**Material for the task:**
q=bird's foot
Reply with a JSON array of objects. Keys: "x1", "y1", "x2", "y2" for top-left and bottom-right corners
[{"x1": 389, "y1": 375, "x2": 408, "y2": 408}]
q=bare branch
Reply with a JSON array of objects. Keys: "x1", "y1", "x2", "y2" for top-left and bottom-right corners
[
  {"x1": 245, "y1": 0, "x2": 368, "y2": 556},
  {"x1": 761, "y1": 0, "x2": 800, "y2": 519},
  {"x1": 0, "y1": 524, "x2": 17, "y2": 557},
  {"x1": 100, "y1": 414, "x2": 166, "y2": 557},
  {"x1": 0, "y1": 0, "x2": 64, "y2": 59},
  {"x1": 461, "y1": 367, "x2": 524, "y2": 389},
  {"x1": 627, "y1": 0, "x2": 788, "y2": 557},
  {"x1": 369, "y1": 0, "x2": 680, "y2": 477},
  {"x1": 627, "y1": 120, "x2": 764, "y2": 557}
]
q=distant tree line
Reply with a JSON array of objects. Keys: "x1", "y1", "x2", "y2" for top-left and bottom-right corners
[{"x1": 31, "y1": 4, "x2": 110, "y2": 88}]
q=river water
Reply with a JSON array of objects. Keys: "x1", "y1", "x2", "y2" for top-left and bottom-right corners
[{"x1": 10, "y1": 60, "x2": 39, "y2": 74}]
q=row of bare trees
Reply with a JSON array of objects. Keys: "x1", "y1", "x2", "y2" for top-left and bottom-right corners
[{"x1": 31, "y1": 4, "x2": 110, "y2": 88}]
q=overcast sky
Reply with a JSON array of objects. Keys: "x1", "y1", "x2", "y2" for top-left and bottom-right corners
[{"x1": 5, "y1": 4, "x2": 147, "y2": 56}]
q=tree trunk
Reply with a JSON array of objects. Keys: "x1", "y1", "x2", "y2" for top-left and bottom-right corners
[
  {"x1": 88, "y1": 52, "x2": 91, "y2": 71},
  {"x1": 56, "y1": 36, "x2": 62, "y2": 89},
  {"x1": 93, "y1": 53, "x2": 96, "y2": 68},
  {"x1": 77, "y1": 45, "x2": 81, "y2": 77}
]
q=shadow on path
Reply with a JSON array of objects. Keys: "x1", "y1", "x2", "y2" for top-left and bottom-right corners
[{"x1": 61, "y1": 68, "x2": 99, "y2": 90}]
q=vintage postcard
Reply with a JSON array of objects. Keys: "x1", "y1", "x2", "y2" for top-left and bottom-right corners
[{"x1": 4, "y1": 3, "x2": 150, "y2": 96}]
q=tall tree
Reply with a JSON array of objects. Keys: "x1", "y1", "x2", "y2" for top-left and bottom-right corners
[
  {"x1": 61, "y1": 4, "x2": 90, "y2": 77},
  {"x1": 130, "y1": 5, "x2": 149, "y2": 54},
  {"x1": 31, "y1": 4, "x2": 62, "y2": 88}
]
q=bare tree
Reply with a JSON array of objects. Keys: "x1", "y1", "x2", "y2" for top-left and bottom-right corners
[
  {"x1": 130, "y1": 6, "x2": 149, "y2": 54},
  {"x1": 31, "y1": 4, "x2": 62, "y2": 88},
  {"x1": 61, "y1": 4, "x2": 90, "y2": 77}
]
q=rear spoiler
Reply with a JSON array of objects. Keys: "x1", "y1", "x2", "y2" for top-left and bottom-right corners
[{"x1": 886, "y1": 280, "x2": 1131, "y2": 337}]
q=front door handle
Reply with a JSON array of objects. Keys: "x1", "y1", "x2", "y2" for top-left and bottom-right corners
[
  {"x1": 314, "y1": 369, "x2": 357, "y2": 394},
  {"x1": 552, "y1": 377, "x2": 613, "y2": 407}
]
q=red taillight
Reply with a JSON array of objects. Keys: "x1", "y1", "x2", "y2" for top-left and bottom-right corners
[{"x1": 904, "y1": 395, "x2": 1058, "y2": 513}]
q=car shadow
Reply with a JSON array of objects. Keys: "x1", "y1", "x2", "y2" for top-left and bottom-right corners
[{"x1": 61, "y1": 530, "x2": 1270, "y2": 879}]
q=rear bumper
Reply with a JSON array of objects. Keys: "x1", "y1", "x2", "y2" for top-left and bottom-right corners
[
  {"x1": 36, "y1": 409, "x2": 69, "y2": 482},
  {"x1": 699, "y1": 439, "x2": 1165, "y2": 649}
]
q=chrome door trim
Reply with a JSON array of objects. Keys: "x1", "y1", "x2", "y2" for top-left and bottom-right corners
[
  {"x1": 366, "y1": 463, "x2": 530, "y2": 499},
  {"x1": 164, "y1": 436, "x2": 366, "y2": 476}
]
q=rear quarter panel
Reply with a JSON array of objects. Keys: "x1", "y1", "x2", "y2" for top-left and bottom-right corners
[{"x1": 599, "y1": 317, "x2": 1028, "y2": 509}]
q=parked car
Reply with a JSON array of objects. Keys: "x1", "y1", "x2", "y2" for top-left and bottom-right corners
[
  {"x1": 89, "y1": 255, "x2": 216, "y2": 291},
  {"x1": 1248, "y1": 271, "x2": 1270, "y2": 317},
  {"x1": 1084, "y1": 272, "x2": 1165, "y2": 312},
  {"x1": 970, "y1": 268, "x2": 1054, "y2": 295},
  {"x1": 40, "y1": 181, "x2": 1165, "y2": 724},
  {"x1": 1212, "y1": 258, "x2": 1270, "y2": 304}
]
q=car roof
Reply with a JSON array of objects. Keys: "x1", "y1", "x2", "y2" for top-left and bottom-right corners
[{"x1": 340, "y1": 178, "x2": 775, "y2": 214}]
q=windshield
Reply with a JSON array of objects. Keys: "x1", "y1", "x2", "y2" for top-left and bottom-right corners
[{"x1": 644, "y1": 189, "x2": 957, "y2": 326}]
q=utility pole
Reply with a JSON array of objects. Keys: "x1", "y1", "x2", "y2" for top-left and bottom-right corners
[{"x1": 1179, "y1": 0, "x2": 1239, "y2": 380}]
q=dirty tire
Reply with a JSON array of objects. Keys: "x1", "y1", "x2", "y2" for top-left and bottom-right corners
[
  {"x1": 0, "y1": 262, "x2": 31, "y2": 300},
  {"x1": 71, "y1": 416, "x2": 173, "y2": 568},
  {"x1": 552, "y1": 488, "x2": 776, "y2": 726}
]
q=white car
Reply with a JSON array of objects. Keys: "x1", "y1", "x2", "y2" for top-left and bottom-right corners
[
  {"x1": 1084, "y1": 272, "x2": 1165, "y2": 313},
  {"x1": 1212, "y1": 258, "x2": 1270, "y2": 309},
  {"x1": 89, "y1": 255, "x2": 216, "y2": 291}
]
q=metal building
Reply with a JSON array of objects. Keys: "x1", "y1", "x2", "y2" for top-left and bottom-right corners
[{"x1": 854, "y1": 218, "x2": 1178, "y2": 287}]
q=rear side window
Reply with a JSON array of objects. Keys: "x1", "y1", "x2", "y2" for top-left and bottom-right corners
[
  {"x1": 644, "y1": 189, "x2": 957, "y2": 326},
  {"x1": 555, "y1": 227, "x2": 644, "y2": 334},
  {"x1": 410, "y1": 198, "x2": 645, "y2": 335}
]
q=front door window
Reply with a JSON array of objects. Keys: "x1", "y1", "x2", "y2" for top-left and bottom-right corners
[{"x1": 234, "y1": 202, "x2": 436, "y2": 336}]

**Exercise aim:** Present every one of the records above as a numbered list, leaving out any blank lines.

**Solution below:**
1. q=bird's foot
2. Reply with a JSON array of objects. Keys: "x1", "y1", "x2", "y2" for top-left and bottom-right corners
3. [{"x1": 389, "y1": 375, "x2": 408, "y2": 408}]
4. q=bare branch
5. Reply with a JSON array of objects. Keys: "x1", "y1", "x2", "y2" for top-left and bottom-right corners
6. [
7.   {"x1": 245, "y1": 0, "x2": 368, "y2": 556},
8.   {"x1": 761, "y1": 0, "x2": 800, "y2": 519},
9.   {"x1": 0, "y1": 524, "x2": 17, "y2": 557},
10.   {"x1": 100, "y1": 414, "x2": 166, "y2": 557},
11.   {"x1": 0, "y1": 0, "x2": 64, "y2": 59},
12.   {"x1": 461, "y1": 367, "x2": 524, "y2": 389},
13.   {"x1": 627, "y1": 0, "x2": 788, "y2": 557},
14.   {"x1": 369, "y1": 0, "x2": 680, "y2": 477},
15.   {"x1": 627, "y1": 120, "x2": 764, "y2": 557}
16. ]
17. q=distant tree line
18. Reply with a JSON array of objects. Keys: "x1", "y1", "x2", "y2" for top-left and bottom-right corners
19. [{"x1": 31, "y1": 4, "x2": 110, "y2": 88}]
20. q=river water
21. Reply with a JSON array of objects. Keys: "x1", "y1", "x2", "y2" for top-left and bottom-right corners
22. [{"x1": 10, "y1": 60, "x2": 39, "y2": 74}]
23. q=row of bare trees
24. Reply with a JSON array of objects. Keys: "x1", "y1", "x2", "y2" for top-left and bottom-right corners
25. [{"x1": 31, "y1": 4, "x2": 110, "y2": 88}]
26. q=overcast sky
27. Reply with a JSON array of objects. Keys: "x1", "y1", "x2", "y2" for top-left and bottom-right corners
28. [{"x1": 5, "y1": 4, "x2": 147, "y2": 56}]
29. q=tree trunk
30. Reply with a JSON array of objects. Keys: "x1", "y1", "x2", "y2" for top-left and bottom-right corners
31. [
32.   {"x1": 88, "y1": 52, "x2": 91, "y2": 71},
33.   {"x1": 56, "y1": 36, "x2": 62, "y2": 89},
34.   {"x1": 93, "y1": 53, "x2": 96, "y2": 68},
35.   {"x1": 77, "y1": 45, "x2": 81, "y2": 77}
36. ]
37. q=shadow on path
38. Reply with a JSON array of objects. Keys: "x1", "y1", "x2", "y2" for top-left and bottom-right corners
39. [{"x1": 61, "y1": 68, "x2": 99, "y2": 90}]
40. q=vintage postcard
41. Reply with a JSON array of objects. Keys: "x1", "y1", "x2", "y2" for top-left and bottom-right corners
42. [{"x1": 4, "y1": 3, "x2": 150, "y2": 96}]
43. q=tall tree
44. Reply with a JSON array of objects. Keys: "x1", "y1", "x2", "y2" for top-left and bottom-right corners
45. [
46.   {"x1": 61, "y1": 4, "x2": 90, "y2": 77},
47.   {"x1": 130, "y1": 5, "x2": 149, "y2": 54},
48.   {"x1": 31, "y1": 4, "x2": 62, "y2": 88}
49. ]
50. q=bare tree
51. Reply with a JSON array of objects. Keys: "x1", "y1", "x2", "y2" for top-left and bottom-right corners
52. [
53.   {"x1": 130, "y1": 6, "x2": 149, "y2": 54},
54.   {"x1": 31, "y1": 4, "x2": 62, "y2": 88},
55.   {"x1": 61, "y1": 4, "x2": 90, "y2": 77}
56. ]
57. q=rear spoiler
58. Reply with a JSON array of objects. Keys: "x1", "y1", "x2", "y2" for top-left and bottom-right corners
59. [{"x1": 886, "y1": 280, "x2": 1131, "y2": 337}]
60. q=front door handle
61. Reply with a JSON array of objects. Keys: "x1", "y1", "x2", "y2" for top-left and bottom-right corners
62. [
63.   {"x1": 314, "y1": 369, "x2": 357, "y2": 394},
64.   {"x1": 552, "y1": 377, "x2": 613, "y2": 407}
65. ]
66. q=red taillight
67. Reply with a JSON array of objects. Keys: "x1", "y1", "x2", "y2" for top-left and bottom-right corners
68. [{"x1": 904, "y1": 395, "x2": 1058, "y2": 513}]
69. q=car shadow
70. Reply with a JSON array of objects. Keys: "x1", "y1", "x2", "y2" for top-left and bottom-right corners
71. [{"x1": 61, "y1": 530, "x2": 1270, "y2": 879}]
72. q=rear bumper
73. Reply with a JSON array of objects. Keys: "x1", "y1", "x2", "y2" for top-left and bottom-right corners
74. [
75.   {"x1": 36, "y1": 409, "x2": 69, "y2": 482},
76.   {"x1": 699, "y1": 439, "x2": 1165, "y2": 649}
77. ]
78. q=chrome door trim
79. Reply with a JSON array of objects. Keys: "x1", "y1", "x2", "y2" for top-left and bottom-right corners
80. [
81.   {"x1": 366, "y1": 463, "x2": 530, "y2": 499},
82.   {"x1": 164, "y1": 436, "x2": 366, "y2": 476}
83. ]
84. q=rear quarter panel
85. Reply with a JSON array of objects. Keys: "x1", "y1", "x2", "y2" for top-left and bottom-right corners
86. [{"x1": 599, "y1": 317, "x2": 1028, "y2": 509}]
87. q=parked car
88. Reply with a JSON array of objects. Keys: "x1", "y1", "x2", "y2" for top-left and bottom-right corners
89. [
90.   {"x1": 89, "y1": 255, "x2": 216, "y2": 291},
91.   {"x1": 1248, "y1": 271, "x2": 1270, "y2": 317},
92.   {"x1": 1084, "y1": 272, "x2": 1165, "y2": 312},
93.   {"x1": 970, "y1": 268, "x2": 1054, "y2": 295},
94.   {"x1": 40, "y1": 181, "x2": 1165, "y2": 724},
95.   {"x1": 1212, "y1": 258, "x2": 1270, "y2": 304}
96. ]
97. q=car roof
98. Reply with a JSON array of objects. Keys: "x1", "y1", "x2", "y2" for top-left and bottom-right corners
99. [{"x1": 340, "y1": 178, "x2": 775, "y2": 214}]
100. q=windshield
101. Reply with a JSON array of objects. Keys: "x1", "y1", "x2", "y2" for top-left and bottom-right corners
102. [{"x1": 644, "y1": 189, "x2": 957, "y2": 326}]
103. q=utility pole
104. Reply with a JSON array of objects. Keys: "x1", "y1", "x2", "y2" for top-left and bottom-right corners
105. [{"x1": 1179, "y1": 0, "x2": 1239, "y2": 380}]
106. q=dirty tire
107. Reply with a JSON array of objects. Keys: "x1", "y1", "x2", "y2" for top-left and bottom-right corners
108. [
109.   {"x1": 0, "y1": 262, "x2": 31, "y2": 300},
110.   {"x1": 71, "y1": 416, "x2": 173, "y2": 568},
111.   {"x1": 552, "y1": 488, "x2": 776, "y2": 726}
112. ]
113. q=white car
114. Reply with a JSON array of objects. Keys: "x1", "y1", "x2", "y2" for top-left and bottom-right corners
115. [
116.   {"x1": 1084, "y1": 272, "x2": 1165, "y2": 313},
117.   {"x1": 1212, "y1": 258, "x2": 1270, "y2": 309},
118.   {"x1": 89, "y1": 255, "x2": 216, "y2": 291}
119. ]
120. q=metal building
121. Reply with a JSON array of objects. Keys: "x1", "y1", "x2", "y2" for top-left and bottom-right corners
122. [{"x1": 854, "y1": 218, "x2": 1178, "y2": 287}]
123. q=rear side window
124. Reply with a JSON array of objects. Keys: "x1", "y1", "x2", "y2" for top-left and bottom-right corners
125. [
126.   {"x1": 644, "y1": 189, "x2": 957, "y2": 326},
127.   {"x1": 555, "y1": 227, "x2": 644, "y2": 334},
128.   {"x1": 410, "y1": 198, "x2": 645, "y2": 335}
129. ]
130. q=front door window
131. Reply with a JSON array of objects. Keys: "x1", "y1", "x2", "y2" for top-left and bottom-right corners
132. [{"x1": 234, "y1": 202, "x2": 436, "y2": 336}]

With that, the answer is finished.